**Task brief:** Each entry should be set down exactly as written, except for any picture it holds.

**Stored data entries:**

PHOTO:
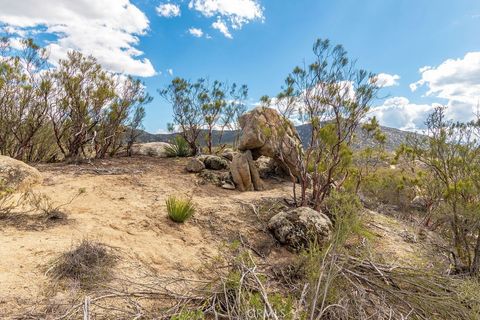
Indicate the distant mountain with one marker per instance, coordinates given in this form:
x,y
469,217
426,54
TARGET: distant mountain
x,y
395,137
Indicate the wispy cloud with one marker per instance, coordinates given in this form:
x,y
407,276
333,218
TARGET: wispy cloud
x,y
168,10
196,32
114,24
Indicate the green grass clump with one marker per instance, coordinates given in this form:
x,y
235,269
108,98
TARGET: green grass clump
x,y
179,210
178,148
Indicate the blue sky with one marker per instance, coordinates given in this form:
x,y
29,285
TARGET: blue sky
x,y
263,40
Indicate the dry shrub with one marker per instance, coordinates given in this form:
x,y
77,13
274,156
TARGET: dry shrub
x,y
87,264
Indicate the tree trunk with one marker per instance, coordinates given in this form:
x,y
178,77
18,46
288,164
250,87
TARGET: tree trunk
x,y
475,269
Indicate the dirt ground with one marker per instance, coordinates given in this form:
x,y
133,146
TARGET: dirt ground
x,y
123,206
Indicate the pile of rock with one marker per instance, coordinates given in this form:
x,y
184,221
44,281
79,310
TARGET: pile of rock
x,y
265,132
16,175
151,149
212,169
300,227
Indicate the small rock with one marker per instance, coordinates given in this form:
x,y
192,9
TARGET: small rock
x,y
228,155
419,203
297,228
151,149
195,165
228,186
17,175
214,162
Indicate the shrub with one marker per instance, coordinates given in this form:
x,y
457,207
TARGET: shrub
x,y
179,148
179,210
390,186
87,264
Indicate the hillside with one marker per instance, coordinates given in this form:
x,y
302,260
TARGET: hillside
x,y
395,137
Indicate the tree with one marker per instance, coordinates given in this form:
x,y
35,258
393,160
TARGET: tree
x,y
368,159
332,96
123,117
187,100
202,106
450,154
24,100
93,107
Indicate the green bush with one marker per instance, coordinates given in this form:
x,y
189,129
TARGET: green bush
x,y
179,147
179,210
390,186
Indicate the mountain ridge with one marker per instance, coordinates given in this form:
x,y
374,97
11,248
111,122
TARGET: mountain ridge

**Answer space:**
PHOTO:
Indicate the distant mountain with one marker per instance, coordinates given in this form:
x,y
469,217
426,54
TARGET: distant mountain
x,y
395,137
Indicate the wispy cloud with one marker per instance, coordinates given in this form:
x,y
407,276
333,218
TARGET: wispy cloud
x,y
168,10
196,32
114,24
Indicate the green grass clump with one marker per instance, coordinates given in this form:
x,y
235,269
108,98
TARGET: green grass clump
x,y
179,210
178,148
Indicate the blue sky with one marker per instance, coordinates given in this form:
x,y
29,285
TARGET: blue sky
x,y
263,40
Indicate the dry shrub with one marker per instance, coordinates given in this form:
x,y
77,13
274,156
TARGET: dry shrub
x,y
87,264
Indicate the tree trunk with one marker per instance, coordinates given in this form:
x,y
178,77
18,46
288,164
250,87
TARGET: tree trunk
x,y
475,269
Indicate the dirt ground with one marker per instance, coordinates given in this form:
x,y
133,146
TARGET: dirt ground
x,y
123,206
Indicate the pile of rock with one marker per instance, coordinates given in this form:
x,y
184,221
44,281
79,310
TARGET: pile of rock
x,y
265,132
16,175
151,149
212,169
300,227
Indicate the small rock with one marker per instance, coordinates given in this form:
x,y
192,9
TARGET: small rock
x,y
228,155
419,203
297,228
151,149
195,165
228,186
17,175
214,162
Indicate the shrub with one marker per instance, coordinates given in this form:
x,y
457,207
TARGET: shrub
x,y
179,148
179,210
390,186
87,264
Indicate the hillside with one marker per instance, coordinates given in this form:
x,y
302,260
TARGET: hillside
x,y
395,137
Indicate the tree with one marker per instance, coordinates given in this form:
x,y
35,258
393,160
TARGET: tree
x,y
368,159
332,96
123,117
187,100
202,106
450,154
24,100
93,107
Indicate the green bush with one marker per instance, coordinates given in this form:
x,y
189,129
TARGET: green bush
x,y
179,147
179,210
390,186
Indicate the mountain ridge with one marker per instance, coordinates given in this form:
x,y
374,97
11,248
111,122
TARGET: mountain ridge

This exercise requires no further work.